- [Quoted passage]
In a report titled "Implementation of Public Private Partnership, Indira Gandhi International Airport, Delhi" the Comptroller and Auditor General of India (CAG) has found faults in almost every step of implementation of the Public Private Partnership (PPP) model in the brownfield privatisation of New Delhi's Indira Gandhi International Airport (IGIA).

While acknowledging the PPP was the correct method to follow and praising the airport operating company Delhi International Airport Ltd., (DIAL) owned by a consortium headed by GMR Group,
It is acknowledged in this report that there have been significant improvements in services at the airport for the travelling public. The new terminal T3 was completed within time for the Commonwealth Games. The airport has been adjudged as the second best in the world in the category of 25-40 million passengers per annum by Airports Council International.
the report is probably the most damning indictment of former civil aviation minister Praful Patel and the ministry he led during the period of the airport privatisation.
Many observations in the present report would indicate that whenever DIAL raised an issue regarding revenue to accrue to it or expenditure to be debited to Government in contravention of the provisions of OMDA, the Ministry and AAI interpreted the provisions always in favour of the operators and against the interest of the Government.
The report accuses the Ministry of Civil Aviation, headed by Mr. Patel, of violating laws, and providing post contractual benefits to DIAL, to the detriment of the government as well as the travelling public.
Ministry of Civil Aviation and later AERA allowed DIAL to collect Development Fees amounting to Rs. 3415.35 crore. The order of Ministry in February 2009 allowing that was in contravention of the OMDA, AAI Act and the AERA Act.
Contrary to the provisions of OMDA, DIAL was allowed to use the amount collected as Development Fees to meet the project costs. In fact, only 19 per cent of the project cost came from equity, approximately 42 per cent came from debt. The remaining project costs were met from security deposits and Development Fees.
The report also highlights where DIAL was given benefits significantly over and above Government departments
It was noted that the concept of upfront fee was used to lease out an additional land of 190.19 acres for a paltry one time payment of Rs. 6.19 crore. Other Government offices like Director General of Civil Aviation and Bureau of Aviation Security were given a much harsher treatment when 7.60 acres of land was leased out to them at a license fee of Rs. 2.41 crore per annum.
The report highlights how by omitting the phrase “mutual agreement and negotiation of terms” which was present in the note approved by the Union Cabinet, but removed in the concession agreement OMDA, DIAL has unilateral rights to extend the concession period for an additional 30 years at the original already grossly under-rated terms of the OMDA.

- [Source excerpt]
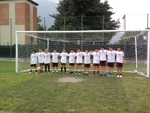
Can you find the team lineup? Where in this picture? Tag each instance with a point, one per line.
(101, 58)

- [Stated exercise A] Using the airport audit article above, explain in one to three sentences how DIAL came to hold unilateral rights to extend the concession by 30 years.
- [Stated exercise B] Return everything in the airport audit article above from "the report is" down to "the airport privatisation.".

- [Full solution A] The note approved by the Union Cabinet contained the phrase "mutual agreement and negotiation of terms," but that phrase was removed from the concession agreement, OMDA. Because of this omission, DIAL can extend the concession by an additional 30 years on its own, at the original OMDA terms.

- [Full solution B]
the report is probably the most damning indictment of former civil aviation minister Praful Patel and the ministry he led during the period of the airport privatisation.